-- Information supplied start --

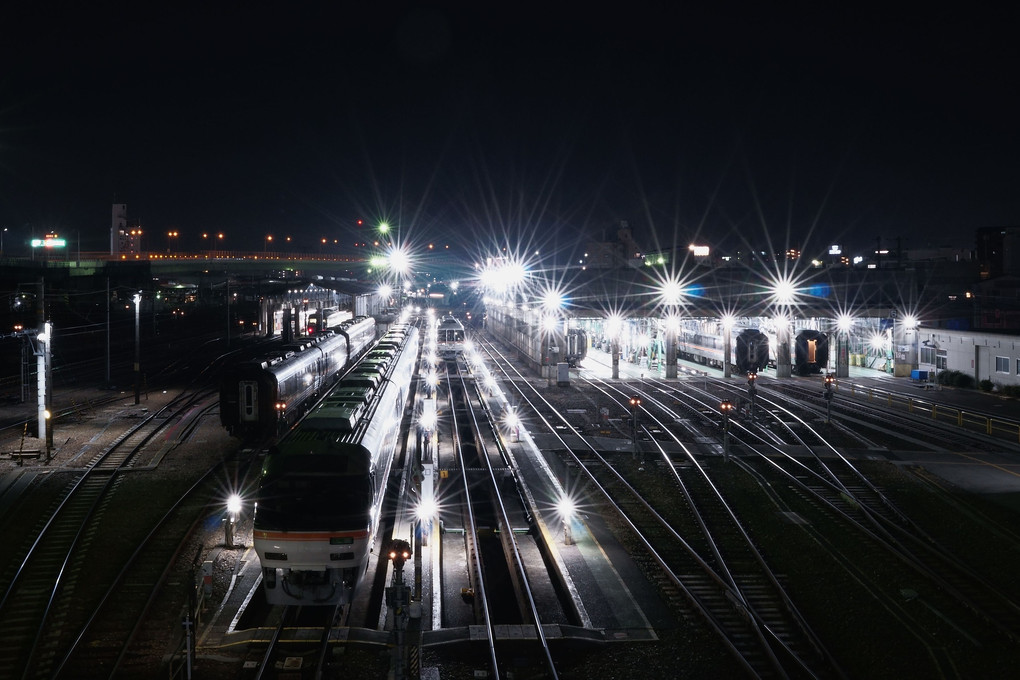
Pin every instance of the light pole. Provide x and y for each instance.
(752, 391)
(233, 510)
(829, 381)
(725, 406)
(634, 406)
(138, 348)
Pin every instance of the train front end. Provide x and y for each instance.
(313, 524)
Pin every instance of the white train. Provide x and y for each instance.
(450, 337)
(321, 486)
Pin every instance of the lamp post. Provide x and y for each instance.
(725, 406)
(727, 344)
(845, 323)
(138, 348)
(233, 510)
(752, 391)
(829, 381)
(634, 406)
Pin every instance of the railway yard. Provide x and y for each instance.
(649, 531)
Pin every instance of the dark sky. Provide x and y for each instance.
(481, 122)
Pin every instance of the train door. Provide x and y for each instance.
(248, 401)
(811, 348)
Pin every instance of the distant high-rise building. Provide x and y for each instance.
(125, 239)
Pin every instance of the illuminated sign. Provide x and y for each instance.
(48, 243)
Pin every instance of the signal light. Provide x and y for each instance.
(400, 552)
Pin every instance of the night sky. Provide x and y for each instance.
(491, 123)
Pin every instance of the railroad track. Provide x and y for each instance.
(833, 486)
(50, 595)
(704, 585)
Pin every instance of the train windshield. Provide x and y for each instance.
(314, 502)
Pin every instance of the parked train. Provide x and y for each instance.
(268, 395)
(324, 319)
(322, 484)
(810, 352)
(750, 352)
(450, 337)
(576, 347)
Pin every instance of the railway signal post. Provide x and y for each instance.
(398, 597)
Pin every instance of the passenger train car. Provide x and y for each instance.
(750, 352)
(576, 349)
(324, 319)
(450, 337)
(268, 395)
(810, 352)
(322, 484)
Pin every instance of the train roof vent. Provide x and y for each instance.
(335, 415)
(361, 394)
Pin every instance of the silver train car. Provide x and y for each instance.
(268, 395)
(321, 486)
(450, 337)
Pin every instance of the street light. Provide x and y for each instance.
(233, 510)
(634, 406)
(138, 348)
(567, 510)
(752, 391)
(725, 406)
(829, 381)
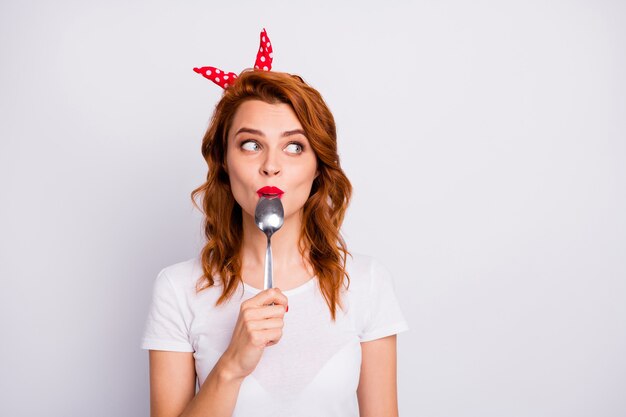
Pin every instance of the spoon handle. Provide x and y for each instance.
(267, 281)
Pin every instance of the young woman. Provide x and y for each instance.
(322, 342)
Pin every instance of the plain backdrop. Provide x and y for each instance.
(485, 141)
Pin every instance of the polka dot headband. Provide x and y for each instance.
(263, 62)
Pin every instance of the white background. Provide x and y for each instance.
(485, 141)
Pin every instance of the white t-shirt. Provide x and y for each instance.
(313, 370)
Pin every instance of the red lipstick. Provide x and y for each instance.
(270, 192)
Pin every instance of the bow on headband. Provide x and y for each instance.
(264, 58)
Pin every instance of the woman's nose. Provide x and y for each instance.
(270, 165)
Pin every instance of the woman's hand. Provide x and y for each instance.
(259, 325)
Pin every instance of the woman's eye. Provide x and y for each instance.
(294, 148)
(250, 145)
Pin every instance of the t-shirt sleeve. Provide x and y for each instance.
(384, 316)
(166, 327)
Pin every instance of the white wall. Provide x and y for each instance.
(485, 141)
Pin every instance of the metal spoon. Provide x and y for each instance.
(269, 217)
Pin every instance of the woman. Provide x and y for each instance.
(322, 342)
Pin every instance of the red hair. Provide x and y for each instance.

-- Information supplied end --

Every entry must be written out exactly, with all pictures left out.

**Correct result**
Pin every instance of the light pole. Provide x and y for each instance.
(752, 391)
(233, 510)
(829, 381)
(725, 406)
(634, 406)
(138, 348)
Pin every instance of the train front end. Provide x and y for each instance.
(313, 524)
Pin every instance of the white train. Provide x and y for each instance.
(450, 337)
(321, 486)
Pin every instance of the lamp post. Provide x and y for each instance.
(725, 406)
(727, 344)
(845, 323)
(138, 348)
(233, 510)
(752, 391)
(829, 381)
(634, 406)
Pin every instance of the railway yard. Provide x and y for each instance.
(649, 531)
Pin every instance of the dark sky. Provide x and y for each instance.
(481, 122)
Pin every instance of the train door. Provide x and y for each instance.
(248, 401)
(811, 348)
Pin every instance of the distant high-rise building. Provide x and y for each instance.
(125, 239)
Pin every instance of the illuminated sign. Provide x and y for each instance.
(48, 243)
Pin every instance of the signal light. Provide x and y for each instance.
(400, 552)
Pin every instance of the night sky. Provide x and y for each instance.
(491, 123)
Pin every instance of the railroad track. Provide x and y for each instance.
(833, 486)
(50, 595)
(704, 585)
Pin every instance of the train windshield. Provide x and y for each instance.
(314, 502)
Pin every instance of the parked train. Provide x and y for each instance.
(268, 395)
(324, 319)
(322, 484)
(810, 352)
(750, 352)
(450, 337)
(576, 347)
Pin every instance of the railway signal post. Provide x and y for each instance.
(398, 597)
Pin every instance of the passenger train car. Provide x and y for each instance.
(750, 352)
(576, 349)
(324, 319)
(450, 337)
(268, 395)
(810, 352)
(322, 484)
Pin every instance of the train roof vent. Provide x and y for each instance.
(335, 415)
(361, 394)
Pin every instance of the silver train car. Provide x and y for each instance.
(268, 395)
(321, 486)
(450, 337)
Pin every instance of the street light. Provide x and y for each instance.
(233, 510)
(634, 406)
(138, 348)
(567, 510)
(752, 391)
(725, 406)
(829, 381)
Pin every instance of the spoon handle. Provide x and y for each instance.
(267, 281)
Pin every instance of the young woman. Provide x and y for each instance.
(322, 342)
Pin every instance of the plain backdrop. Provide x and y for each instance.
(485, 141)
Pin every instance of the polka dot headband. Provide x and y for each instance.
(263, 62)
Pin every instance of the white background. Provide x and y for each instance.
(485, 141)
Pin every instance of the white t-shirt. Provide x and y for each instance.
(313, 370)
Pin every instance of the red lipstick. Provide x and y for each instance.
(270, 192)
Pin every instance of the bow on headband. Provide x and y for each instance.
(264, 58)
Pin every instance of the woman's nose. Provide x and y for each instance.
(270, 165)
Pin every instance of the woman's hand. Provide x and y for each instance.
(259, 325)
Pin every instance of the woman's eye. Provide x and y for each instance.
(294, 148)
(250, 145)
Pin every instance of the t-shirt sleeve. Provide x and y for each instance.
(384, 316)
(166, 327)
Pin every instance of the white wall. Provide x and y for each instance.
(485, 141)
Pin every instance of the metal spoon. Provide x and y for each instance.
(269, 217)
Pin every instance of the woman. Provide x and y for each instance.
(322, 342)
Pin every instance of the red hair. Provide x and y for each instance.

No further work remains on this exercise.